* **What is required**
Nothing but the lines from the one containing "In this exercise you will pick out the blue" to the end of the data should be returned, each exactly as written.

START Exercise data

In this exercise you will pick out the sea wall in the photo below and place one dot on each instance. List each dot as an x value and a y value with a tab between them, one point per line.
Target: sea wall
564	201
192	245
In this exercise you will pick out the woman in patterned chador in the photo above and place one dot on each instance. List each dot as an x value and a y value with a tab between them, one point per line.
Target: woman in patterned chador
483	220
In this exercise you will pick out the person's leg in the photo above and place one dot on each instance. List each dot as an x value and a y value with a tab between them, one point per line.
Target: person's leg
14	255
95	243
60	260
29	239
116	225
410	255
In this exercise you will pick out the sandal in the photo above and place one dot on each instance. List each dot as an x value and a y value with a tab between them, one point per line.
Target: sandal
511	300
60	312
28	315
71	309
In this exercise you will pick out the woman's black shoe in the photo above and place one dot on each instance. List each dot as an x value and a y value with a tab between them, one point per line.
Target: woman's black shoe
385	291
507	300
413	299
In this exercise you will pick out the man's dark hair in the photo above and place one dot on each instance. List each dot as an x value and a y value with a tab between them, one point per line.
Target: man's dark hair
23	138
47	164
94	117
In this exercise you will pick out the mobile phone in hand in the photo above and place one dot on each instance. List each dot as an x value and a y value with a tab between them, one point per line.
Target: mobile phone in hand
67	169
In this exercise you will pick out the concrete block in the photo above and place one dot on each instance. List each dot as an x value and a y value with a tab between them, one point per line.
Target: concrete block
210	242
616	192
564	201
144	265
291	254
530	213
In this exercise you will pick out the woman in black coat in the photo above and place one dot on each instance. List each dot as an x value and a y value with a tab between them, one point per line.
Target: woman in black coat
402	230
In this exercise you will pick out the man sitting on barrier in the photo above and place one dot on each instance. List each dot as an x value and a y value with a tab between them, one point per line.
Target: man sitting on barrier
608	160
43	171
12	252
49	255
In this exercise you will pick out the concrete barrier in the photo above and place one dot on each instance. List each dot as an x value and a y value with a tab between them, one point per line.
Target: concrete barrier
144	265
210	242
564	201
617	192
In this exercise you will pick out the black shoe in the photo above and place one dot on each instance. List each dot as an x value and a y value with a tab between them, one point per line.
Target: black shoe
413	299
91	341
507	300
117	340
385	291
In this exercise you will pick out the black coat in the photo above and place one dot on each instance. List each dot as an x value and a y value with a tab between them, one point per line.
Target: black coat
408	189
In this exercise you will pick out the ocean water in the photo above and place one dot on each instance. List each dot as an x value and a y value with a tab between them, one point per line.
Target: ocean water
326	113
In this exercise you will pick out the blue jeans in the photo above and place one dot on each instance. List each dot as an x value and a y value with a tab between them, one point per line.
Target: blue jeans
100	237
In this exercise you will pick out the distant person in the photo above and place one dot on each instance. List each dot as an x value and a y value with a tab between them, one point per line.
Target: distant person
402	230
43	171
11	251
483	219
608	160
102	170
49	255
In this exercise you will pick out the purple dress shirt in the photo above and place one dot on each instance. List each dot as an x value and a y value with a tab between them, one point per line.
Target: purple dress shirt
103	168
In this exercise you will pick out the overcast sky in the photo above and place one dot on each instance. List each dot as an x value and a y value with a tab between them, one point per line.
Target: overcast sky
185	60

END Exercise data

* **Expected answer**
In this exercise you will pick out the blue jeans in the photo above and place one dot on each instance. List each dot as an x value and a y value with a tab between them, one point per line.
Target: blue jeans
100	237
In this exercise you will pick out the distant person in the photo above and place one dot on each instance. List each dot as an x value and a y value with a tab between them, one point per line.
Target: distant person
402	230
43	171
11	251
483	219
608	160
102	170
49	255
In this exercise you will pick out the purple dress shirt in the photo above and place one dot on each instance. List each dot as an x value and a y value with a tab between them, one point per line.
Target: purple dress shirt
103	168
In this exercise you will pick out the overcast sky in the photo above and place one dot on each instance. List each dot as an x value and a y value with a tab between them, one point per line.
Target: overcast sky
185	60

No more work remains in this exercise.